Questions
a - Reproduce the room correction passage between "If the user" and "from each channel.", inclusive.
b - In the room correction passage, where is the microphone placed for calibration?

Room correction requires the use of a microphone to calibrate its settings. The microphone is placed at the location the user intends to sit, and then the user activates a wizard that measures the room response. Using a set of specifically designed tones from each loudspeaker in turn, the computer calculates the distance, frequency, response and overall gain of each loudspeaker from the listening location at the microphone. This is applicable to both stereo and multi-channel systems. Once these measurements have been made, they are stored as a profile. This profile is used by the room correction DSP to correct the delay, overall gain, and frequency balance between loudspeaker locations so that the listening area will have a good stereo and multi-channel soundstage with improved timbre, envelopment, and front and back sensation compared to the uncorrected system.
If the user has a good microphone, the room and loudspeaker correction will automatically attempt to flatten the frequency response of each channel to compensate for relative differences in each channel, as well as any deficiencies in the frequency response from each channel.

Dataset records
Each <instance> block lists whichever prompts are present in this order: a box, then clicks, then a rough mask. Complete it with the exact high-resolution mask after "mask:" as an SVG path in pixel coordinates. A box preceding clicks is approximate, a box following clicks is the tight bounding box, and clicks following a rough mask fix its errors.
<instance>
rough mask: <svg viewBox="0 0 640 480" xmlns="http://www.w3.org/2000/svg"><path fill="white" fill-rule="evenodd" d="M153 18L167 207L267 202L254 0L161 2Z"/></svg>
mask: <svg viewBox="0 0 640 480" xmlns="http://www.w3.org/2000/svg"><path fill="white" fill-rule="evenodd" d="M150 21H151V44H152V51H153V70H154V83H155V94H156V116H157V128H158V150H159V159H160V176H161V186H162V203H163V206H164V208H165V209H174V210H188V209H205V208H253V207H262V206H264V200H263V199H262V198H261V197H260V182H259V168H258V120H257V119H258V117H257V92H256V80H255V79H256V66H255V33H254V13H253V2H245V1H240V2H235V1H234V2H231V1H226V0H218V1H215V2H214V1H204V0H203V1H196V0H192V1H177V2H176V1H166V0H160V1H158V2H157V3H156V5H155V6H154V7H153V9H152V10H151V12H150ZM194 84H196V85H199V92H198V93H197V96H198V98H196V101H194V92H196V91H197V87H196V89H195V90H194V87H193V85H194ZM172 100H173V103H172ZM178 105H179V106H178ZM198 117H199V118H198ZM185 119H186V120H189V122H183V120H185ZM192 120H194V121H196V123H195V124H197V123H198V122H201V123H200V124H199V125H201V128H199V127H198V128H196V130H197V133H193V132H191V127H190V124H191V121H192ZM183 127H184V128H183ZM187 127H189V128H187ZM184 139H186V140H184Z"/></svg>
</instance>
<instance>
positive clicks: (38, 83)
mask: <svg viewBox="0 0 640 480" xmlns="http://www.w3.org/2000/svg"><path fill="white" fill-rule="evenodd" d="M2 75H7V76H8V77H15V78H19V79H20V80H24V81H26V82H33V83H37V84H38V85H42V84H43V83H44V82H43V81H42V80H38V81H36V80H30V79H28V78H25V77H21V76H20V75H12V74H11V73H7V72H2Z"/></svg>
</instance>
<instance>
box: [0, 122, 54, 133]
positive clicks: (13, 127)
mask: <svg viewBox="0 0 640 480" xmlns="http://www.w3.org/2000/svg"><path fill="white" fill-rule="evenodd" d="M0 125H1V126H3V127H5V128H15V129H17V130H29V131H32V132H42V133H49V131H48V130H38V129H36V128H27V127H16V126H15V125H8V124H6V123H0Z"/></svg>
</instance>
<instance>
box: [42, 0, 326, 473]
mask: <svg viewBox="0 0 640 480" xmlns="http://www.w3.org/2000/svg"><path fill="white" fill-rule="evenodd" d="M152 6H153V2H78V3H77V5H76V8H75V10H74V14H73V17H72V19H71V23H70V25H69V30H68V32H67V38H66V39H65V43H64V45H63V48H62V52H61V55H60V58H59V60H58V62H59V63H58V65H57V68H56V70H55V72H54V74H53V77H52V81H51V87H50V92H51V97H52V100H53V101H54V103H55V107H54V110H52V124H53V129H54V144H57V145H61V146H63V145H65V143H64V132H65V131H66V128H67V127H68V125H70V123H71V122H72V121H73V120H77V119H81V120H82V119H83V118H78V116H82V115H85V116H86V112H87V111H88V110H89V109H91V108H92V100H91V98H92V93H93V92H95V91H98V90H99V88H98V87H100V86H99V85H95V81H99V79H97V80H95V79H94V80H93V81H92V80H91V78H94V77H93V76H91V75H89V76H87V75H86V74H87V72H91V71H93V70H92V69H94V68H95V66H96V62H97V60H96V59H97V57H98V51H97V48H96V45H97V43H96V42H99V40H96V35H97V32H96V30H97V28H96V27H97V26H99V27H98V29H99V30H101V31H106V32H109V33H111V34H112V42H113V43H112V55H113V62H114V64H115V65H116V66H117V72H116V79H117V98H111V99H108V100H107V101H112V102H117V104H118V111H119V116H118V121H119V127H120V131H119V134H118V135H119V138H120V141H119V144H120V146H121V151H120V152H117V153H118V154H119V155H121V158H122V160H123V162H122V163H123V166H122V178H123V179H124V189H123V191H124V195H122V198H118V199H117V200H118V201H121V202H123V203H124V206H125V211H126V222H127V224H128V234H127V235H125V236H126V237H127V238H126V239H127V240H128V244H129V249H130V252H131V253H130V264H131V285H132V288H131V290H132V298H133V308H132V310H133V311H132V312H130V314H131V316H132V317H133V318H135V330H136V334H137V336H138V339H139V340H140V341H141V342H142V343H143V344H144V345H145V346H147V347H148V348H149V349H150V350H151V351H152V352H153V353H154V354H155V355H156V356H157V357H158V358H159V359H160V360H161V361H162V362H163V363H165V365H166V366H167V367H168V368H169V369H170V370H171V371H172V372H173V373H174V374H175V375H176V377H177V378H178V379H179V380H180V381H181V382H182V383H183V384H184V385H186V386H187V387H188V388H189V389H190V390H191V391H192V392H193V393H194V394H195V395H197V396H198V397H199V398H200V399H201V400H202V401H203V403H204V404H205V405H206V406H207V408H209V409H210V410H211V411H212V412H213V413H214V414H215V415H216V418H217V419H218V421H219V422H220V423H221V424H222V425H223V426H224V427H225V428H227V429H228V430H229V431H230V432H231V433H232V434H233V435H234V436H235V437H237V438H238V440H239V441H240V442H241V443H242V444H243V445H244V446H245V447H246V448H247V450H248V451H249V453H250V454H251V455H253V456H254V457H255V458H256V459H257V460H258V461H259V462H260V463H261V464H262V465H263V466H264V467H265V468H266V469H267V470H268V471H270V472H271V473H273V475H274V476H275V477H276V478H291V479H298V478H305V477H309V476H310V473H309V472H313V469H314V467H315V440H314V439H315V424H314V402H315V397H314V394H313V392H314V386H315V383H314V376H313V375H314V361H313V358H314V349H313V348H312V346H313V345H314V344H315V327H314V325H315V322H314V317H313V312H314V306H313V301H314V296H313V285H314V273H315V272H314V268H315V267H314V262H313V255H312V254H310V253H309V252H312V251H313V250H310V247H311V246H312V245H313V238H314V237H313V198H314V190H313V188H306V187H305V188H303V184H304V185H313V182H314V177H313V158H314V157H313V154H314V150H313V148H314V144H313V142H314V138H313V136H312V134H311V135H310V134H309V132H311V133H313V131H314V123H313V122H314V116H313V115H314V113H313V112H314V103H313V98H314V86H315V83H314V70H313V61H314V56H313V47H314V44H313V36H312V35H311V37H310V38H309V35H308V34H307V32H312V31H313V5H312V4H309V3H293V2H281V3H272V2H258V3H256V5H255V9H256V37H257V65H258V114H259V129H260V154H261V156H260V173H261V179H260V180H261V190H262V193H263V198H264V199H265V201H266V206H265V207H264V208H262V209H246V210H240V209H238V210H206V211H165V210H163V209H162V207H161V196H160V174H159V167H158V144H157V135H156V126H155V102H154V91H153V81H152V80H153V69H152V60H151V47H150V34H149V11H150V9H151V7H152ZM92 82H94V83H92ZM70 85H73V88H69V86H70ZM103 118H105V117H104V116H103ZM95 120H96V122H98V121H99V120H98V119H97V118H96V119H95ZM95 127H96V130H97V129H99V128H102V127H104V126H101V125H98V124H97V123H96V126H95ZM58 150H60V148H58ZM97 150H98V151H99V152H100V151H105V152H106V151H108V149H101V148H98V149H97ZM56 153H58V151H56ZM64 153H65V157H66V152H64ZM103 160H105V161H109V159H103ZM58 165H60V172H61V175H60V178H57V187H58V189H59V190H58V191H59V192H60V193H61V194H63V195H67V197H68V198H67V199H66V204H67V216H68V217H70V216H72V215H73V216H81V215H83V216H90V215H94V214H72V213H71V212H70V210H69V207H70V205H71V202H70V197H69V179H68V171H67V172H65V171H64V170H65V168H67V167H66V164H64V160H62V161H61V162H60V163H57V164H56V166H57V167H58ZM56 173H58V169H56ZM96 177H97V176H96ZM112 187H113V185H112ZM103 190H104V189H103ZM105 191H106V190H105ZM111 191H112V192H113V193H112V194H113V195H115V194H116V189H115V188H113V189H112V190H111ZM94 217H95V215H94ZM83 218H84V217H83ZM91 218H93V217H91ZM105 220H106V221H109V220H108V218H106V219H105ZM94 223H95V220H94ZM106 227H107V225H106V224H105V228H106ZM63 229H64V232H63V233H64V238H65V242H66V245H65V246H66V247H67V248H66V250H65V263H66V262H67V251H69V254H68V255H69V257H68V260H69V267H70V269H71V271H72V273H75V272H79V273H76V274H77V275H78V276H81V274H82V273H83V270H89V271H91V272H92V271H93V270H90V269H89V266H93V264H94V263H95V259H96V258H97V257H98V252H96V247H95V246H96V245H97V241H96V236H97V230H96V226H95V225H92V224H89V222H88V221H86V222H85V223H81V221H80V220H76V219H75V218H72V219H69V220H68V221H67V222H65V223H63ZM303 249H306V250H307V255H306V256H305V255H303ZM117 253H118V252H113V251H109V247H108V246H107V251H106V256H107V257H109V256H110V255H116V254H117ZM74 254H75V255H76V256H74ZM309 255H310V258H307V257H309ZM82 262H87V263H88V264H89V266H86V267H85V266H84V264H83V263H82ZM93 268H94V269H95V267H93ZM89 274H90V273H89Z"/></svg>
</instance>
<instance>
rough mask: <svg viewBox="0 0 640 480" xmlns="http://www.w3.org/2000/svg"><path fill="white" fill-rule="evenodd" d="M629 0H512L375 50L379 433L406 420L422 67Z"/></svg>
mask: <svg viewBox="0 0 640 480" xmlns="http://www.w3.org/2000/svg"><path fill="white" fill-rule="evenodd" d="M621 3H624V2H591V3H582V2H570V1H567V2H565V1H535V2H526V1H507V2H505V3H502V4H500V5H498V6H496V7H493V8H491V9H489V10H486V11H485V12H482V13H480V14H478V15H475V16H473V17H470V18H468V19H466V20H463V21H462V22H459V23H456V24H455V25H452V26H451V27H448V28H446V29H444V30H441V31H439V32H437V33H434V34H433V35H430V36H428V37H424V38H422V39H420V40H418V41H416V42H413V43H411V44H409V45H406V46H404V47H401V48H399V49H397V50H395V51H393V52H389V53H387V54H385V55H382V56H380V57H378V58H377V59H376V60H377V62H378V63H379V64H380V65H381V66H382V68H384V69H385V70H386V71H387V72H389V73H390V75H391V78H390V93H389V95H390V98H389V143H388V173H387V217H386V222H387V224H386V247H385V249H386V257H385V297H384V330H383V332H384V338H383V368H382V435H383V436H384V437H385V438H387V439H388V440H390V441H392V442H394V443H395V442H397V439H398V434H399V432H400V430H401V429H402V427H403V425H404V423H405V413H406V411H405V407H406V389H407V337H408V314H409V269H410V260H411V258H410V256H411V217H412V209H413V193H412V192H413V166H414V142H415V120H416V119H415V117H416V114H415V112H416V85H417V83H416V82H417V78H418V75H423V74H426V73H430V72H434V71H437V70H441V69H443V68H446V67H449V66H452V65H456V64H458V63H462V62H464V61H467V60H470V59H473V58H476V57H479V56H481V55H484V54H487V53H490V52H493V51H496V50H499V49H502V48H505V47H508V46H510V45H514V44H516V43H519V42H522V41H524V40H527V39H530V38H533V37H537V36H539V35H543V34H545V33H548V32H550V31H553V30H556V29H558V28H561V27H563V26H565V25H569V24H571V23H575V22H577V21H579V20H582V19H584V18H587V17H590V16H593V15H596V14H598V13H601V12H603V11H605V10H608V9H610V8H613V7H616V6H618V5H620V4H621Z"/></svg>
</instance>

List of answers
a -
If the user has a good microphone, the room and loudspeaker correction will automatically attempt to flatten the frequency response of each channel to compensate for relative differences in each channel, as well as any deficiencies in the frequency response from each channel.

b - The microphone is placed at the location where the user intends to sit.